--- Start Task material ---

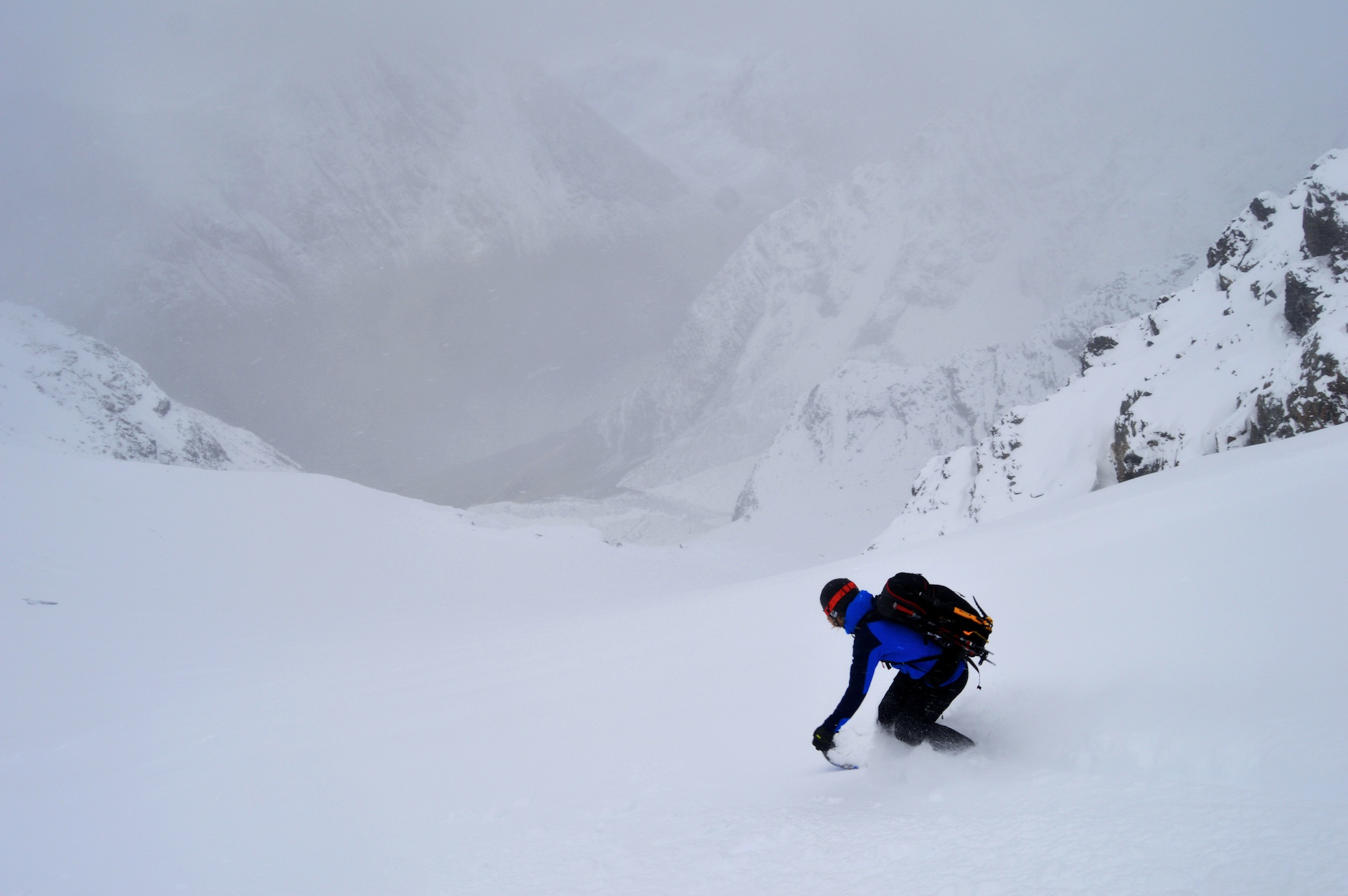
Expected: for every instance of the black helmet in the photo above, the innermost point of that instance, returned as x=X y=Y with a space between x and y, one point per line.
x=836 y=596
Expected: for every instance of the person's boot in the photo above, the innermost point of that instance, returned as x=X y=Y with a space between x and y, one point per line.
x=947 y=740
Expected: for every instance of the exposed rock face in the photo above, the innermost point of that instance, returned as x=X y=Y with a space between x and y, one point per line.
x=951 y=247
x=1225 y=363
x=65 y=391
x=842 y=467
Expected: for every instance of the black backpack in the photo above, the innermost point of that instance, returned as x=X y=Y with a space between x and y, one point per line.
x=940 y=614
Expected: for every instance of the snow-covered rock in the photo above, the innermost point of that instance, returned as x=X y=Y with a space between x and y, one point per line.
x=1253 y=351
x=63 y=390
x=963 y=239
x=840 y=470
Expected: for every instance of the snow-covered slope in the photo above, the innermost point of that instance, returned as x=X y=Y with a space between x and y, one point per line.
x=964 y=238
x=261 y=684
x=316 y=255
x=63 y=390
x=839 y=471
x=1253 y=351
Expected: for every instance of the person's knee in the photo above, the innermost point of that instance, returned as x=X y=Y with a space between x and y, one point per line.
x=911 y=731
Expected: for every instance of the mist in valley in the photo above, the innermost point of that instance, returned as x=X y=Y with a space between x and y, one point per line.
x=483 y=251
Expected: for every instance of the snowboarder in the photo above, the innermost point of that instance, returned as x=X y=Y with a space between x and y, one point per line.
x=929 y=678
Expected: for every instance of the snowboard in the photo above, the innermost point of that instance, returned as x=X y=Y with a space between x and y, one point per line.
x=942 y=739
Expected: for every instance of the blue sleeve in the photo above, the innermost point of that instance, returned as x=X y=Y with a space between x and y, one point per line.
x=865 y=660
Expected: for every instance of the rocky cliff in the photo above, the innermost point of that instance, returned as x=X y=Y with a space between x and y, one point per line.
x=842 y=467
x=65 y=391
x=1252 y=351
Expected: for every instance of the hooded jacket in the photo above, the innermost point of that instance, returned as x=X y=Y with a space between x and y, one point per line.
x=877 y=641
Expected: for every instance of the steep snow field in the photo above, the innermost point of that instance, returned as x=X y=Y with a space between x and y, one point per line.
x=250 y=682
x=64 y=391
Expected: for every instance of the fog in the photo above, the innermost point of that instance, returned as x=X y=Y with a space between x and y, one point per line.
x=393 y=241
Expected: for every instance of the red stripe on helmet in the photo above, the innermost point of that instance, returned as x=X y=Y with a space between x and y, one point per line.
x=843 y=592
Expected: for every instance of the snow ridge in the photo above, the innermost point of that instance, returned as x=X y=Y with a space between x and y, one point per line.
x=60 y=389
x=1253 y=351
x=851 y=449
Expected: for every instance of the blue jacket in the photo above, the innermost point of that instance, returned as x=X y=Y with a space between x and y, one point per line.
x=877 y=642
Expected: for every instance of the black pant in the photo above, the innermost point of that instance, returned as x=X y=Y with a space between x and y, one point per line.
x=909 y=712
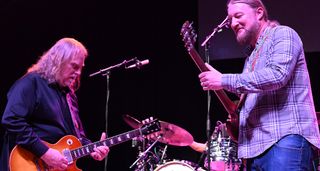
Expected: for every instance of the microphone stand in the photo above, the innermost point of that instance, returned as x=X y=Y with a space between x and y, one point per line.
x=206 y=44
x=207 y=55
x=106 y=72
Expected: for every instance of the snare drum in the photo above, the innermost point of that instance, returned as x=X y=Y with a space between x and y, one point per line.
x=174 y=166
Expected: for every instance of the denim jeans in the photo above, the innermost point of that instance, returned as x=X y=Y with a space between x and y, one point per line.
x=291 y=153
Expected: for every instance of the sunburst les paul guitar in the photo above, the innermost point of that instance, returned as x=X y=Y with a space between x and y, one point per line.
x=189 y=38
x=71 y=148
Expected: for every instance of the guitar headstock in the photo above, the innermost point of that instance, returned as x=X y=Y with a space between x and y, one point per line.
x=188 y=35
x=151 y=127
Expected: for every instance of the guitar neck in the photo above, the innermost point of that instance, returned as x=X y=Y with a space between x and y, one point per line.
x=87 y=149
x=224 y=99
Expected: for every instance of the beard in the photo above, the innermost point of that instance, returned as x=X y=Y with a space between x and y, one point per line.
x=248 y=35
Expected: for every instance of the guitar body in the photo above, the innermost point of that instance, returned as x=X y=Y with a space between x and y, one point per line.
x=23 y=160
x=71 y=148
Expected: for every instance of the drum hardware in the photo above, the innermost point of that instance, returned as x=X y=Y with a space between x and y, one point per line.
x=223 y=150
x=142 y=155
x=170 y=134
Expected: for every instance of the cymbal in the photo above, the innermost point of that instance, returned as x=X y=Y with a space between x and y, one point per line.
x=131 y=121
x=170 y=134
x=174 y=135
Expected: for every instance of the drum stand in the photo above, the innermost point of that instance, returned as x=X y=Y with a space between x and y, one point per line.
x=143 y=154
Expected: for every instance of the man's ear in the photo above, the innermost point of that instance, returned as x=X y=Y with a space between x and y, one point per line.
x=260 y=13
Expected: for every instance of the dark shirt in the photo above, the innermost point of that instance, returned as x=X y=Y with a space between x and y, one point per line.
x=37 y=110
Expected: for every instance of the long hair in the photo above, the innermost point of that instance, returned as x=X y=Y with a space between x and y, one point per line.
x=253 y=4
x=51 y=61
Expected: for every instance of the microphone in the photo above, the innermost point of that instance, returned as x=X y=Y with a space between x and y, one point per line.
x=138 y=64
x=225 y=23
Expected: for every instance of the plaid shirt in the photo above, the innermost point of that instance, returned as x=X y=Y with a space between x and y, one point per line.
x=279 y=99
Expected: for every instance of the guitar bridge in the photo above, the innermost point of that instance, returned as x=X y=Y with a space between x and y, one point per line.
x=67 y=154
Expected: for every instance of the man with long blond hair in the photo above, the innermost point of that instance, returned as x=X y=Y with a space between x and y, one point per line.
x=42 y=106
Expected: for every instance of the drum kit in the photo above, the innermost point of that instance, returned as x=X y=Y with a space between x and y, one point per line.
x=151 y=157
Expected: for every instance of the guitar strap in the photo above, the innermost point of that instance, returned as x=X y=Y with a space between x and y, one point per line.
x=73 y=107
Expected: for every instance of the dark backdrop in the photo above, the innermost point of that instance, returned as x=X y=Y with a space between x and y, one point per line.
x=113 y=31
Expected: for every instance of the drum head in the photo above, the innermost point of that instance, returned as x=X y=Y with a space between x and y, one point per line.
x=174 y=166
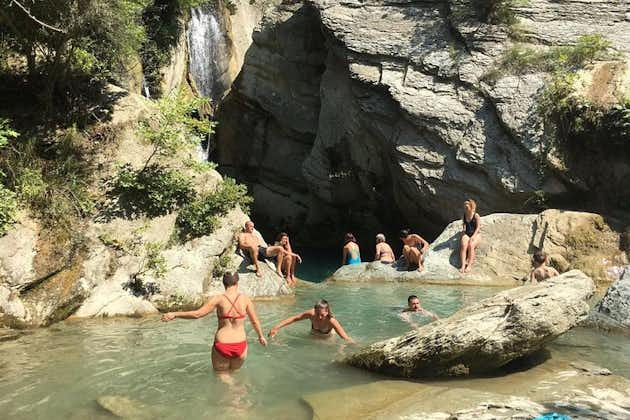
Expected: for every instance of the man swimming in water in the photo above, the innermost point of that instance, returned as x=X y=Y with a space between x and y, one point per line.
x=413 y=305
x=322 y=322
x=251 y=243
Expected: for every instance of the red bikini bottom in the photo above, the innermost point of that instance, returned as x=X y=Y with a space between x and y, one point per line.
x=231 y=350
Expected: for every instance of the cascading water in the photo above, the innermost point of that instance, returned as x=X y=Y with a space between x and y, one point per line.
x=209 y=57
x=209 y=52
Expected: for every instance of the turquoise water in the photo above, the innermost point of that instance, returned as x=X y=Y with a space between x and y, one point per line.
x=59 y=372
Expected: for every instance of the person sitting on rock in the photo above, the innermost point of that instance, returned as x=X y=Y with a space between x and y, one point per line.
x=413 y=305
x=384 y=252
x=351 y=253
x=541 y=270
x=287 y=264
x=414 y=249
x=323 y=323
x=252 y=244
x=470 y=235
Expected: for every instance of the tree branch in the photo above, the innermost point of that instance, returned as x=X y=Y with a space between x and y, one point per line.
x=44 y=24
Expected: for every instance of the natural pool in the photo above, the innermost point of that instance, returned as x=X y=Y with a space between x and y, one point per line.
x=59 y=372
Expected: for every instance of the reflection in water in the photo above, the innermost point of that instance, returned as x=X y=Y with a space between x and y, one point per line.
x=52 y=373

--- End Task material ---

■ **Short problem**: Update all the entries above by changing every "innermost point" to "central point", with everything else unchanged, and leave the pictures out.

■ **Answer to the exercise**:
Expected: for every instance of the black helmet in the photo above, the central point of that instance, returned as x=X y=Y with a space between x and y, one point per line.
x=836 y=596
Expected: for every instance of the person's boot in the photo above, the central point of that instance, returned as x=X y=Y with a space between x and y, one point per line.
x=947 y=740
Expected: for every instance of the exposed rock face in the photo above, the central point of that instance, returned as x=X y=Y with a space between x and y, one point per line.
x=951 y=247
x=1225 y=363
x=65 y=391
x=842 y=467
Expected: for every instance of the black backpack in the photo above, the central point of that instance, returned as x=X y=Y with a space between x and y, one point per line.
x=940 y=614
Expected: for every instance of the snow-covered rock in the photo above, the central point of that instance, returned as x=X y=Y with a space between x and y, one point per line.
x=1253 y=351
x=63 y=390
x=963 y=239
x=840 y=470
Expected: for every instance of the snow-covered slope in the photo above, the central point of that instance, returned as x=X y=Y with a space between x and y, one point per line.
x=964 y=238
x=261 y=684
x=316 y=255
x=63 y=390
x=839 y=471
x=1253 y=351
Expected: for every instance of the person's knee in the photo above, the central point of that instance, returned as x=X y=Y with a space between x and y, one point per line.
x=911 y=731
Expected: for every instance of the mist in valley in the photo above, the central point of that instance, returned as x=X y=Y with a space between x and y, one point per line.
x=483 y=251
Expected: for every instance of the snowboarder in the photo above, the central point of that instance, returned as x=X y=Y with a space between x and y, one point per line.
x=929 y=678
Expected: for every instance of the snowboard in the photo above, the central point of that instance, returned as x=X y=Y with a space between x and y, one point per line.
x=942 y=739
Expected: for every instance of the blue sleeve in the photo above, the central point of that instance, returned as x=X y=Y with a space between x and y, one point per line.
x=865 y=660
Expected: for every instance of the rocky cliff in the photo above, the central point of that instance, returned as x=X y=Y with a space between x and y, one point per line.
x=842 y=467
x=65 y=391
x=1252 y=351
Expected: for every instance of the hooded jacket in the photo above, the central point of that instance, returned as x=X y=Y with a space between x and y, one point per line.
x=877 y=641
Expected: for every instance of the steep snow field in the photo above, the central point of that instance, returned as x=X y=Y with a space between x and y, one point per line.
x=250 y=682
x=64 y=391
Expected: for every instance of the fog in the photo above, the central point of that instance, returned as x=X y=Y with a space between x and y, one point per line.
x=393 y=241
Expected: for every instance of the red stripe on helmet in the photo above, the central point of that instance, returned as x=X y=Y with a space between x and y, one point per line.
x=843 y=592
Expected: for every instance of the snow ridge in the photo above, the central point of that instance, returned as x=X y=Y with a space between x and y, one point per line.
x=60 y=389
x=1253 y=351
x=851 y=449
Expected: for every instance of the blue jacket in the photo above, the central point of that instance, returned as x=X y=Y with a space between x and y, one point per line.
x=877 y=642
Expected: for every instance of the black pant in the photo above, the central point of that instance, returned as x=X y=Y with a space between x and y, one point per line.
x=909 y=712
Expected: for every instance of the microphone stand in the photo above, the central point of that instance, returned as x=X y=Y with a space between x and y, one point per line.
x=206 y=44
x=207 y=55
x=106 y=72
Expected: for every instance of the snare drum in the photo above, the central point of that instance, returned as x=X y=Y with a space between x and y, one point per line.
x=174 y=166
Expected: for every instance of the denim jeans in the photo above, the central point of that instance, returned as x=X y=Y with a space between x and y, one point per line.
x=291 y=153
Expected: for every instance of the sunburst les paul guitar in the photo above, the central point of that instance, returned as x=X y=Y with a space between x and y, one point per line.
x=189 y=38
x=71 y=148
Expected: for every instance of the guitar headstock in the photo above, the central point of that instance, returned as x=X y=Y with a space between x and y, one point per line.
x=188 y=35
x=151 y=127
Expected: for every instance of the guitar neck in the photo above, the central point of that instance, returned as x=X y=Y with a space between x and y, one point per line.
x=87 y=149
x=224 y=99
Expected: for every instance of the beard in the photo above, the central point of that instance, returned as x=X y=Y with a space between x and y, one point per line.
x=248 y=35
Expected: for every instance of the guitar body in the photo above, the central point of that instance, returned as x=X y=Y with a space between x and y, one point per line.
x=23 y=160
x=71 y=148
Expected: for every instance of the drum hardware in the photo above, the central point of that instance, returned as x=X y=Y with a space between x and y, one point per line.
x=223 y=150
x=142 y=155
x=170 y=134
Expected: for every instance of the cymbal in the photo above, the central point of that instance, returned as x=X y=Y with a space between x and y, one point per line.
x=131 y=121
x=170 y=134
x=174 y=135
Expected: for every instance of the drum stand in the photo above, the central point of that instance, returned as x=X y=Y with a space between x and y, one point per line.
x=143 y=154
Expected: for every instance of the man's ear in the photo above, the central point of that instance, returned as x=X y=Y with a space between x and y, one point per line.
x=260 y=13
Expected: for every instance of the dark shirt in the photo above, the central point of that instance, returned as x=X y=Y with a space between x and y, one point per line.
x=37 y=110
Expected: for every instance of the long hair in the photo above, the central point of that instance, returned as x=X y=Y with a space between x and y, one point per line.
x=253 y=4
x=51 y=61
Expected: for every instance of the microphone in the photo above, the central point of that instance, returned as x=X y=Y with a space between x and y, one point per line.
x=138 y=64
x=225 y=23
Expected: for every instance of the plaid shirt in the photo above, the central point of that instance, returned as x=X y=Y with a space between x and y, one point per line.
x=279 y=99
Expected: for every instance of the guitar bridge in the photo above, the central point of that instance, returned as x=X y=Y with a space between x and y, one point per line.
x=67 y=154
Expected: for every instance of the man with long blond hair in the photo above, the central point of that instance, returned as x=X y=Y with a space between x and y, one point per line.
x=42 y=106
Expected: for every instance of the drum kit in the photo above, the central point of that instance, returned as x=X y=Y with a space between x and y, one point per line.
x=151 y=157
Expected: for every instance of the guitar strap in the photo above, the central point of that instance, returned as x=X y=Y with a space between x and y, one point per line.
x=73 y=107
Expected: for every instance of the dark backdrop in the photo above, the central point of that instance, returned as x=X y=Y with a space between x and y, one point per line.
x=113 y=31
Expected: for every instance of the drum head in the photo above, the central point of that instance, returned as x=X y=Y with a space between x and y, one point per line.
x=174 y=166
Expected: for every instance of the man swimming in water in the photo above, the central point of that instance, returned as x=X y=Y with a space between x and y, one point per line.
x=413 y=305
x=322 y=322
x=251 y=243
Expected: for every instance of the red bikini bottom in the photo above, the central point of that instance, returned as x=X y=Y with a space between x and y, one point per line.
x=231 y=350
Expected: for every instance of the cascading water in the photo above, the central point of that instance, returned as x=X y=Y with a space between x and y, one point per line.
x=209 y=57
x=209 y=52
Expected: for every instance of the turquoise water in the photo above, the central point of that instance, returned as x=X y=Y with a space between x and y, one point per line.
x=59 y=372
Expected: for every instance of the person sitting on rock in the photo above, the central point of that instance, returned as x=X y=Y with a space between x and y, one point per line.
x=413 y=305
x=384 y=252
x=351 y=253
x=541 y=270
x=287 y=264
x=414 y=249
x=323 y=323
x=252 y=244
x=470 y=235
Expected: for every instance of the tree branch in the photo above, the central point of that instance, returned as x=X y=Y with a space between x and y, one point per line.
x=44 y=24
Expected: for every instance of the natural pool in the photo above, the central point of that instance, returned as x=X y=Y with a space between x and y, one point per line.
x=59 y=372
Expected: for every instance of the reflection in water in the photo above, the central point of that instance, returned as x=X y=Y with a space between x and y, one point per line.
x=52 y=373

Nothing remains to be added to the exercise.